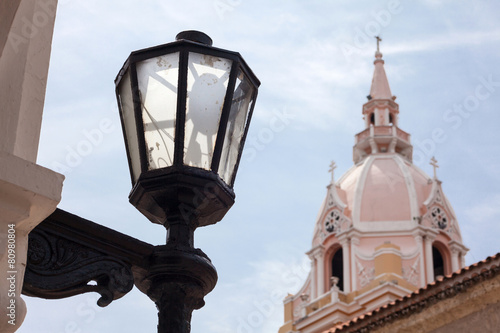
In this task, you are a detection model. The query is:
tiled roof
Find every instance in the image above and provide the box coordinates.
[323,253,500,333]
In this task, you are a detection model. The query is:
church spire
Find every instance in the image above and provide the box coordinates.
[368,36,392,99]
[353,36,413,163]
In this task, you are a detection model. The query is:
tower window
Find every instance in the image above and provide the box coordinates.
[432,246,444,279]
[332,248,344,291]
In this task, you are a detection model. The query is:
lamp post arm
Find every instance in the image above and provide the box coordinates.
[23,209,154,306]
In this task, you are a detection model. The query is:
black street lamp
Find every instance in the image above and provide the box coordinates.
[115,31,260,332]
[23,31,260,333]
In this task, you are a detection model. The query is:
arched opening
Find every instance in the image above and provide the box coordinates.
[332,248,344,291]
[432,246,444,279]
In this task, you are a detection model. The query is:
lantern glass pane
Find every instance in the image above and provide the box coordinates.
[118,70,141,184]
[218,70,255,186]
[184,52,232,170]
[137,52,179,170]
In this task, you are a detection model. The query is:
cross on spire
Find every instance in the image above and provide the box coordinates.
[430,156,439,179]
[328,161,337,184]
[375,36,382,52]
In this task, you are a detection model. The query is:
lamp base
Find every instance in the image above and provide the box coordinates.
[136,245,217,333]
[129,166,235,228]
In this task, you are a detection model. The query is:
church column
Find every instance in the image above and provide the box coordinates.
[307,245,325,300]
[415,233,427,287]
[310,257,317,299]
[315,247,325,297]
[349,236,359,291]
[339,238,351,293]
[425,235,434,283]
[451,248,460,272]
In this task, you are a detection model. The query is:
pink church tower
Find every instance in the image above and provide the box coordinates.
[279,37,468,333]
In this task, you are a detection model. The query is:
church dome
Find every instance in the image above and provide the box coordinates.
[279,41,468,333]
[336,154,432,224]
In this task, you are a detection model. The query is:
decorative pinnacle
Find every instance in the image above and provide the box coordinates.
[375,36,382,52]
[375,36,382,59]
[328,161,337,184]
[429,156,439,179]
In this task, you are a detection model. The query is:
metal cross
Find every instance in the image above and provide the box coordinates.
[430,156,439,179]
[375,36,382,52]
[328,161,337,184]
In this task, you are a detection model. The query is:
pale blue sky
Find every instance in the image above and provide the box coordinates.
[19,0,500,333]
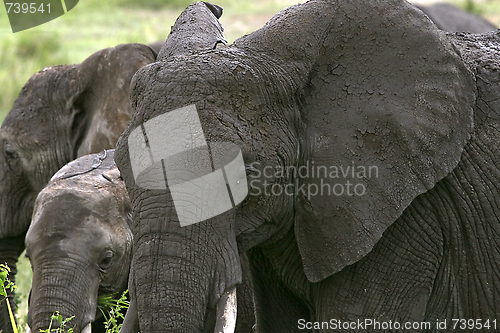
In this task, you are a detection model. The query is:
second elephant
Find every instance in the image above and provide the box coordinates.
[0,44,156,333]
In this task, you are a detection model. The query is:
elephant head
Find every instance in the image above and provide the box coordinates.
[115,0,484,333]
[0,44,156,332]
[26,150,132,332]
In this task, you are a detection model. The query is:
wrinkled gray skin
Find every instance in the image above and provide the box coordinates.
[0,44,156,333]
[115,0,500,333]
[417,3,498,34]
[26,150,132,333]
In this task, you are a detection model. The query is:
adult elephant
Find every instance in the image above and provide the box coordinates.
[115,0,500,333]
[0,44,156,333]
[26,150,132,333]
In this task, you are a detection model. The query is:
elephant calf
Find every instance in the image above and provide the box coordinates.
[26,150,255,333]
[26,150,132,333]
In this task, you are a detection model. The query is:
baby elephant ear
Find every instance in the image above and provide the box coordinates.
[295,0,475,282]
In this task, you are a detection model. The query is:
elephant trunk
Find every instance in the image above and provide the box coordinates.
[28,258,99,333]
[0,234,24,333]
[131,206,241,333]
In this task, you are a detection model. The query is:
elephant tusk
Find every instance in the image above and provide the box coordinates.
[214,287,237,333]
[81,323,92,333]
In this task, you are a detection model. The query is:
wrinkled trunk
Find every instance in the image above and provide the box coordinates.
[0,234,25,333]
[28,258,99,333]
[131,188,241,333]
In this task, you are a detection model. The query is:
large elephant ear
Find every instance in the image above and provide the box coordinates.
[70,44,156,156]
[158,1,227,60]
[237,0,475,282]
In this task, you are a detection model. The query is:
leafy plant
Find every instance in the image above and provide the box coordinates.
[40,311,75,333]
[97,290,129,333]
[0,264,18,333]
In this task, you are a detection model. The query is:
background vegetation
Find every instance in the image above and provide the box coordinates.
[0,0,500,330]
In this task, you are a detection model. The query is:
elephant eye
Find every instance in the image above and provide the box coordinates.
[99,250,114,271]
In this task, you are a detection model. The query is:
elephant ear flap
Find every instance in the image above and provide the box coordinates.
[70,44,156,158]
[295,0,475,282]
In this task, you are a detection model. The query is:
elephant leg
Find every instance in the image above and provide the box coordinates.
[247,247,311,333]
[235,253,255,333]
[0,234,25,333]
[120,268,139,333]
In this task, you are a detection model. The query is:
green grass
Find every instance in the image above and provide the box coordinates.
[0,0,299,332]
[0,0,298,123]
[0,0,500,331]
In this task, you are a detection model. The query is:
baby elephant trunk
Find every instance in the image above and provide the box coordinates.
[28,263,99,333]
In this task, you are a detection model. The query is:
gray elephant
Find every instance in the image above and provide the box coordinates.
[26,150,132,333]
[417,2,498,33]
[115,0,500,333]
[0,44,156,333]
[26,150,255,333]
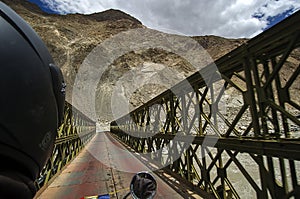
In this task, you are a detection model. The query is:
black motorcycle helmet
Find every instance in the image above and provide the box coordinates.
[0,2,65,189]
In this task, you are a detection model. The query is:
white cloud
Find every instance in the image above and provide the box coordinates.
[42,0,300,38]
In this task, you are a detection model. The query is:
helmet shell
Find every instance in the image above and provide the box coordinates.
[0,2,64,178]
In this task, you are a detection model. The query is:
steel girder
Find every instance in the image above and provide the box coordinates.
[111,11,300,198]
[35,102,96,189]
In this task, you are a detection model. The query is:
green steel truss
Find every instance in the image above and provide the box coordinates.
[35,102,96,189]
[111,12,300,198]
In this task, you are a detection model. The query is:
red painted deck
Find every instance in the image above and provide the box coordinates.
[37,133,200,199]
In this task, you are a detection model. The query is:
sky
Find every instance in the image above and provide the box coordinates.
[29,0,300,38]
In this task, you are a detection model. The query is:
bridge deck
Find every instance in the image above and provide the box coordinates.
[37,133,200,199]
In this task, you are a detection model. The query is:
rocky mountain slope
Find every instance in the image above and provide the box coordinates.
[3,0,298,124]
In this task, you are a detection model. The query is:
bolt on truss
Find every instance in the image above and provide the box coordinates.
[111,11,300,198]
[35,102,96,189]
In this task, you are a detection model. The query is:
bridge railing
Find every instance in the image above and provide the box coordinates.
[111,12,300,198]
[35,102,96,189]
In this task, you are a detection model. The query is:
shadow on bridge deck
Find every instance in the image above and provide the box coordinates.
[36,133,200,199]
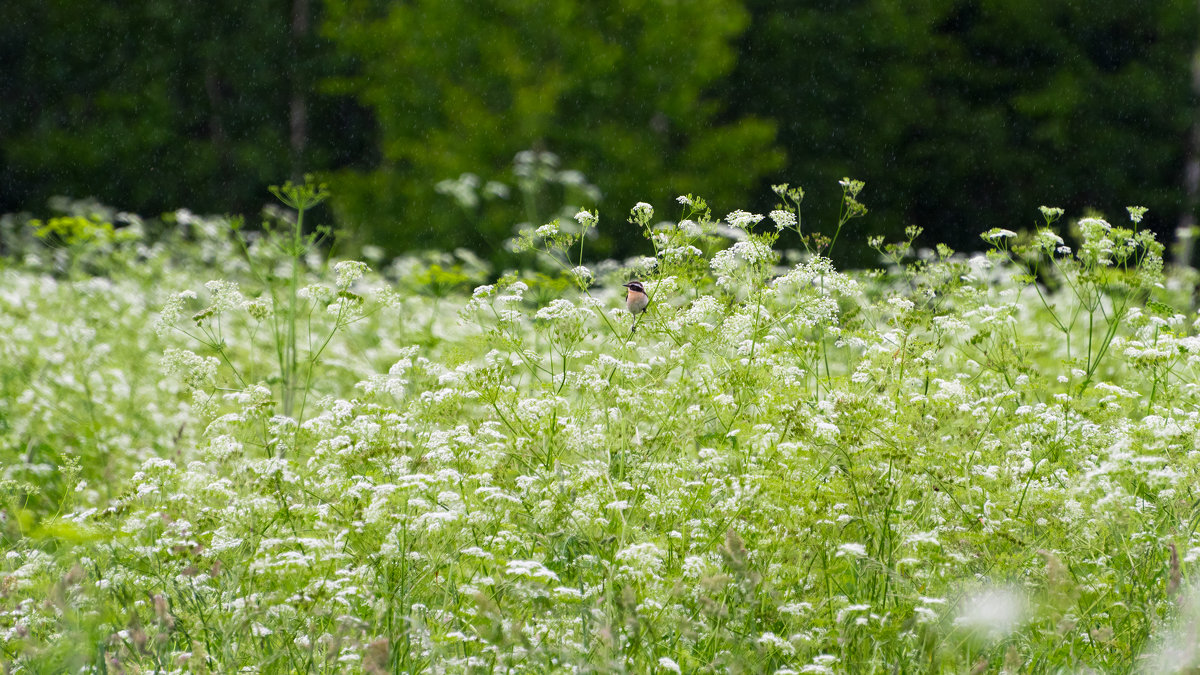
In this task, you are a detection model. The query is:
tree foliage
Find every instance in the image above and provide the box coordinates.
[726,0,1196,257]
[324,0,784,252]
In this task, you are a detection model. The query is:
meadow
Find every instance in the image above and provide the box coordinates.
[0,180,1200,674]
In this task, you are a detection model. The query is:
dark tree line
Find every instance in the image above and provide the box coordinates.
[0,0,1200,261]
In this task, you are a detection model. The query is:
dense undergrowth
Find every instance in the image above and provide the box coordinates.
[0,181,1200,673]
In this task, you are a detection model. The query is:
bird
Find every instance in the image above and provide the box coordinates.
[624,281,650,316]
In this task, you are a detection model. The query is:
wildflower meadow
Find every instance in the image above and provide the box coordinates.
[0,179,1200,674]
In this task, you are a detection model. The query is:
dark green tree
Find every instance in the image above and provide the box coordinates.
[323,0,784,253]
[0,0,371,220]
[725,0,1198,258]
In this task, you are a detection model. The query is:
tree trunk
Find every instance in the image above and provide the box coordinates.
[288,0,308,180]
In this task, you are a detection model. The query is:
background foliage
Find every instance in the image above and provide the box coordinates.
[0,0,1198,257]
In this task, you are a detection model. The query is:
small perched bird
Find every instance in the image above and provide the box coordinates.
[624,281,650,315]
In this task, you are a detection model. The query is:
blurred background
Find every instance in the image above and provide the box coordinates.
[0,0,1200,263]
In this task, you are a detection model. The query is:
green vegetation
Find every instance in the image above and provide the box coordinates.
[0,179,1200,674]
[0,0,1200,260]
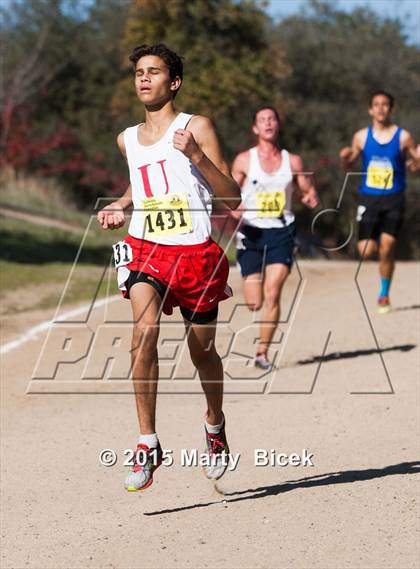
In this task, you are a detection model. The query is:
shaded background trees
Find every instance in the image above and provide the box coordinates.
[0,0,420,257]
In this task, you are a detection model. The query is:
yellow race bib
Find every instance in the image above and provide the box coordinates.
[143,192,193,235]
[256,192,286,217]
[366,163,394,190]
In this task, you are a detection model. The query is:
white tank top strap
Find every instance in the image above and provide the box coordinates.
[248,146,260,182]
[164,113,193,140]
[124,125,139,154]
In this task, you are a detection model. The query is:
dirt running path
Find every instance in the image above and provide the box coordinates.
[1,262,420,569]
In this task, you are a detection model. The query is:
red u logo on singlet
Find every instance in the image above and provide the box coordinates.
[139,158,169,198]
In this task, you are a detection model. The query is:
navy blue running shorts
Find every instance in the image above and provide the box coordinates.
[236,223,296,277]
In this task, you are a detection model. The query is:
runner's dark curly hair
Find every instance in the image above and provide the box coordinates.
[369,91,395,109]
[129,43,184,98]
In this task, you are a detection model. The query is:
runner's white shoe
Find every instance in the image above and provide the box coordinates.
[124,444,162,492]
[203,419,230,480]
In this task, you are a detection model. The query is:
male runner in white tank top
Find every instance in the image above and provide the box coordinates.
[98,44,240,491]
[232,107,317,370]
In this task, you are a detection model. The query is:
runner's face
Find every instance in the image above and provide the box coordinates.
[252,109,280,142]
[135,55,181,105]
[369,95,392,123]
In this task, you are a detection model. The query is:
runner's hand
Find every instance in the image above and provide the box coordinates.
[96,202,125,229]
[173,128,203,164]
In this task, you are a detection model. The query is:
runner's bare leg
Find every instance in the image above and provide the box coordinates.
[130,283,162,435]
[379,233,397,279]
[258,263,289,354]
[185,320,223,425]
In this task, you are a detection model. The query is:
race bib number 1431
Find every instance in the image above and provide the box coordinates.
[143,192,193,235]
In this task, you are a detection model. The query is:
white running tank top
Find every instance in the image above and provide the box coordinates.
[242,146,295,229]
[124,113,213,245]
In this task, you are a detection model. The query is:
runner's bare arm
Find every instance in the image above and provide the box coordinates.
[289,154,318,209]
[400,130,420,172]
[340,128,367,170]
[97,132,133,229]
[174,115,241,209]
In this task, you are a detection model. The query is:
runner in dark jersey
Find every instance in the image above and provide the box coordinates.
[340,91,420,313]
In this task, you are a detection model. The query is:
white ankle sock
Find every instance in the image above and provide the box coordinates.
[139,433,159,448]
[204,415,225,435]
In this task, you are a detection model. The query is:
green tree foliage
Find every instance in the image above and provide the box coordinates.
[113,0,289,158]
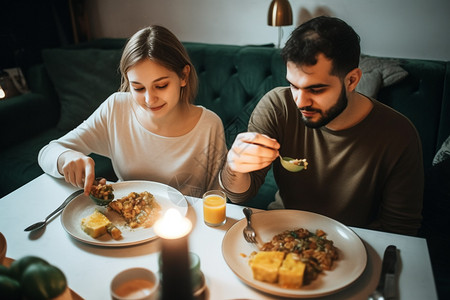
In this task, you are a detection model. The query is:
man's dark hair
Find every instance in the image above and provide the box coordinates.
[281,16,361,77]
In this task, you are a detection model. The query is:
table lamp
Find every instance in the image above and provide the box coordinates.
[267,0,292,48]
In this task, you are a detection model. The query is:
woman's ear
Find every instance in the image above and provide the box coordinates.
[345,68,362,92]
[181,65,191,86]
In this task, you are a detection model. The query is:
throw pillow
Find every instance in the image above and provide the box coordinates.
[356,55,408,98]
[42,49,121,131]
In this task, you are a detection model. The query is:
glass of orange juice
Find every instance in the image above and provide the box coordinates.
[203,190,227,226]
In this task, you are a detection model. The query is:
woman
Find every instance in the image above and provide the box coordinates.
[38,26,227,197]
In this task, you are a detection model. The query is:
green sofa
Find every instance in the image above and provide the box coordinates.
[0,39,450,293]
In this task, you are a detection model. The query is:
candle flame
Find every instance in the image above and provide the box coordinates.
[154,208,192,239]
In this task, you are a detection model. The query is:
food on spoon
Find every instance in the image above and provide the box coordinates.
[249,251,285,283]
[81,210,122,240]
[249,228,339,288]
[108,191,161,228]
[89,179,114,200]
[288,158,308,170]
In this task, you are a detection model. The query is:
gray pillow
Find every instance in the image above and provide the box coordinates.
[356,55,408,98]
[433,136,450,166]
[42,49,121,131]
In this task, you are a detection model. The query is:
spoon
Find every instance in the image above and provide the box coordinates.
[279,155,308,172]
[24,190,83,231]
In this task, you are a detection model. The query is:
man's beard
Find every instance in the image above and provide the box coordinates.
[300,85,348,128]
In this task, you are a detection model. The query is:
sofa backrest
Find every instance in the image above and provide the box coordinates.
[39,39,450,168]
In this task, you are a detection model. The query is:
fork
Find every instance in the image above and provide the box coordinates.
[243,207,258,244]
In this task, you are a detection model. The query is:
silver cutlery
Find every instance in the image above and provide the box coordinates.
[24,190,84,231]
[243,207,257,244]
[368,245,397,300]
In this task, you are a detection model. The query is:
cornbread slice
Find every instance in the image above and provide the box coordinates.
[81,210,111,239]
[249,251,284,283]
[278,253,305,289]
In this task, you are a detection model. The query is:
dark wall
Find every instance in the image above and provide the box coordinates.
[0,0,73,69]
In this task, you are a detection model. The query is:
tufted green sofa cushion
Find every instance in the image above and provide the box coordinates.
[42,49,121,131]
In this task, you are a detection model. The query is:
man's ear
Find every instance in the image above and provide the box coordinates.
[181,65,191,86]
[345,68,362,92]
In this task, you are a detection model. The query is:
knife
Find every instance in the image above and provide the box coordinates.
[368,245,397,300]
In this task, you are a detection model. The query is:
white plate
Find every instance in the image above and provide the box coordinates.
[61,181,188,247]
[222,210,367,298]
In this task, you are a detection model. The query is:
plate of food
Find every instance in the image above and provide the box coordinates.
[61,181,188,247]
[222,209,367,298]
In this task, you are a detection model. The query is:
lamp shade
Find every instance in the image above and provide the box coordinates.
[267,0,292,26]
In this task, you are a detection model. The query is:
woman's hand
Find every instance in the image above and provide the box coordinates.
[58,151,95,195]
[227,132,280,173]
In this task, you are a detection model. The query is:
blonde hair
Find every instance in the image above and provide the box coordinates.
[120,25,198,103]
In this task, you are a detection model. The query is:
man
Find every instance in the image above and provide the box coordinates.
[220,17,423,235]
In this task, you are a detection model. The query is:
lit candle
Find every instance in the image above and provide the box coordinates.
[154,208,192,300]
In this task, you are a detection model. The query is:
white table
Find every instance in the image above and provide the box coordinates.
[0,174,437,300]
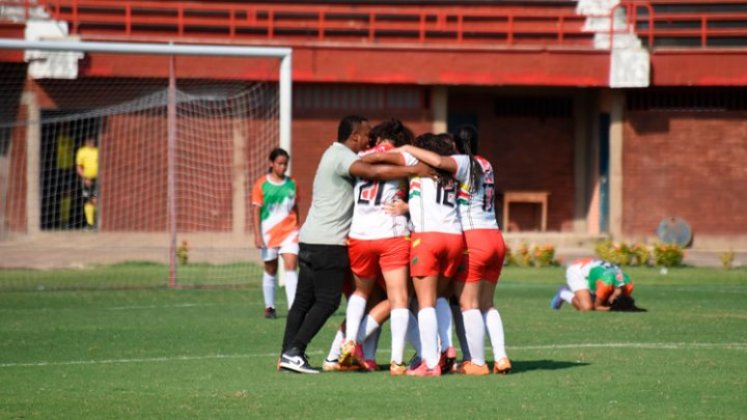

━━━━━━━━

## [EXERCISE REQUIREMENTS]
Please count how many lines in the data above contain the string "running", treating uppercase and lowercase as different, and give only that number.

## [RESULT]
3